▶ _Task description_: Each record beneath this line should be returned exactly as it is.

Point localization data
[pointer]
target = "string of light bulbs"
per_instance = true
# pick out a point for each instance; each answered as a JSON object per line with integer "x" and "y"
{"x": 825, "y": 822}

▶ _Solution for this exercise_:
[pointer]
target = "string of light bulbs"
per_instance = true
# pick out a point for each instance; each answered as a JSON object per line with integer "x" and "y"
{"x": 825, "y": 822}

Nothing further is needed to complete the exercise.